• _Exercise directions_
Edit the lines starting at the one that contains "Expected: one point per instance of the man's hand, reported" and ending at the one that contains "Expected: one point per instance of the white hair, reported", replacing "wrinkled" with "creased" and keeping everything else the same. Give only those lines.

• _Dataset records_
______
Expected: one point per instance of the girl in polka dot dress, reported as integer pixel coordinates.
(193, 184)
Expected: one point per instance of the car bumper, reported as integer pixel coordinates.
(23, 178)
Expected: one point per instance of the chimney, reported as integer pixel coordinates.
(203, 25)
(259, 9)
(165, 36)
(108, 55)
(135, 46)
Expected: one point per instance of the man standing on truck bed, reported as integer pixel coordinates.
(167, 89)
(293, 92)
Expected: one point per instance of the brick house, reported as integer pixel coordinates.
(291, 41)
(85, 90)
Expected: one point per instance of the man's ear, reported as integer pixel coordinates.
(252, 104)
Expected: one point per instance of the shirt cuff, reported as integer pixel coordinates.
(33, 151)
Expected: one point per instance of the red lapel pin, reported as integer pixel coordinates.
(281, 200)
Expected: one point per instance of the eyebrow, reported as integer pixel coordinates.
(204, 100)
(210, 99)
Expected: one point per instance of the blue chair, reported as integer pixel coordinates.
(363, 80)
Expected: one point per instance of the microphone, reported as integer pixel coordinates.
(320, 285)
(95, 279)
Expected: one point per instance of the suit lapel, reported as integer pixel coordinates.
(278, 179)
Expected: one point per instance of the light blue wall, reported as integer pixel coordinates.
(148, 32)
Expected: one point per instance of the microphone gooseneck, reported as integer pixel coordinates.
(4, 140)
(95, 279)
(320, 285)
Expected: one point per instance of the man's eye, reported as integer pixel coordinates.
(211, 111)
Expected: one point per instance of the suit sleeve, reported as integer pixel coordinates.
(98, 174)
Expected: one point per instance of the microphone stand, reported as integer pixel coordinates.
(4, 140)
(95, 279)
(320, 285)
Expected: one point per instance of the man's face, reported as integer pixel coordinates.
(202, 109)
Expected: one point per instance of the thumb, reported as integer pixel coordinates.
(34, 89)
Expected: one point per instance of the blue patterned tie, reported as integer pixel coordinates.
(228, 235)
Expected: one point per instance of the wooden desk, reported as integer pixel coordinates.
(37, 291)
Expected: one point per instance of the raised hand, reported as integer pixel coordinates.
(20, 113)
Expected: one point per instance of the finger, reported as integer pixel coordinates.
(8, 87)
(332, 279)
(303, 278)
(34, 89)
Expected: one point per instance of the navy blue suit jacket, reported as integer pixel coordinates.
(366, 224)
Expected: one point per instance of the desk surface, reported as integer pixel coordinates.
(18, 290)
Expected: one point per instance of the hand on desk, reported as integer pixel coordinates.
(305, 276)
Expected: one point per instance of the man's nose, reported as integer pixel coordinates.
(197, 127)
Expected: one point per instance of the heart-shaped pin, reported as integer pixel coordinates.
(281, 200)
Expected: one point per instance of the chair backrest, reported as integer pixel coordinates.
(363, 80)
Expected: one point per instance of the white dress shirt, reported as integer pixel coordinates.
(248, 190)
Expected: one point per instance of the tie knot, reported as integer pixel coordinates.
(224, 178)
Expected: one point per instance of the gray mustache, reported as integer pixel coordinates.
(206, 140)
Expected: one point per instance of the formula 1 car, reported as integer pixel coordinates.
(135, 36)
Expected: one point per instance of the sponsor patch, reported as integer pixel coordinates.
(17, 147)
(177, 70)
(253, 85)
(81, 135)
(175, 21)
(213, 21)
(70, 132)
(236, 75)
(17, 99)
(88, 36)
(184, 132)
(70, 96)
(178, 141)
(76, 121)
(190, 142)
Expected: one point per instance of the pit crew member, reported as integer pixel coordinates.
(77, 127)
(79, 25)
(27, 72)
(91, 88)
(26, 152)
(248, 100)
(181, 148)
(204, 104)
______
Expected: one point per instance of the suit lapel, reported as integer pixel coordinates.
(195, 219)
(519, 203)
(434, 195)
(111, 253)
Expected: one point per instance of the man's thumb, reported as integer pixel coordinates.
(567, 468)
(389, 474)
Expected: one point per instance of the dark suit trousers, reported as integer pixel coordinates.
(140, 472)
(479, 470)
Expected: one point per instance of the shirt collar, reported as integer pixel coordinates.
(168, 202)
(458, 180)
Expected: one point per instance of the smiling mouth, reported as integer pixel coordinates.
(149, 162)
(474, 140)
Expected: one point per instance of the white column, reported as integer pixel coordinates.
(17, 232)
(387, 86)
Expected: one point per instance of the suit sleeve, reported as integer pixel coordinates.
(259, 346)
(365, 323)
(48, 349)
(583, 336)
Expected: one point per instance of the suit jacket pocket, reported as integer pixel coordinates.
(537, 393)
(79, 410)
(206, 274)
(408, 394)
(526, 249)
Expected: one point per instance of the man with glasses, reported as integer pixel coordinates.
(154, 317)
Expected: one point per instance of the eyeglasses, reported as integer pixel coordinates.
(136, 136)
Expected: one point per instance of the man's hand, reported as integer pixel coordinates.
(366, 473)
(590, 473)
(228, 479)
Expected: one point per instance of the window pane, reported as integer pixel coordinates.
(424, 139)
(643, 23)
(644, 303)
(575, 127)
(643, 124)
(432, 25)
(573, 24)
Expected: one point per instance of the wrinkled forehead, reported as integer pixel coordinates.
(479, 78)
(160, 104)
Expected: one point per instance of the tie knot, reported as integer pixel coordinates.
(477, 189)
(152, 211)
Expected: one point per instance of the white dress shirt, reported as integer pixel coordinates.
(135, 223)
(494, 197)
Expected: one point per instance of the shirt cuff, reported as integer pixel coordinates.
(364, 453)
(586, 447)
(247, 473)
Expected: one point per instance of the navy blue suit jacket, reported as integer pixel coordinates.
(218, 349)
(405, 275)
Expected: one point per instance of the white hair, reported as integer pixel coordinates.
______
• _In response_
Expected: one point per instance of the man's hand, reported as integer pixel coordinates.
(366, 473)
(590, 473)
(228, 479)
Expected: one point per instance of the window pane, reported as integer pixel coordinates.
(424, 139)
(643, 23)
(644, 303)
(575, 127)
(643, 124)
(432, 25)
(573, 24)
Expected: one point per instance of the creased forehead, reported as integer pixel coordinates.
(479, 78)
(160, 104)
Expected: one point per instance of the tie knot, reported as integer pixel coordinates.
(477, 189)
(152, 211)
Expected: one point per instance of the white dress shirt, reported as integer pixel coordinates.
(135, 223)
(494, 197)
Expected: one point per instance of the shirt cuff, reported as integer pixel coordinates.
(364, 453)
(586, 447)
(247, 473)
Expected: one point per instance of the navy blue suit jacket, reported as integer pixel coordinates.
(218, 349)
(405, 275)
Expected: one point per instance of the white hair, reported as integer pixel coordinates.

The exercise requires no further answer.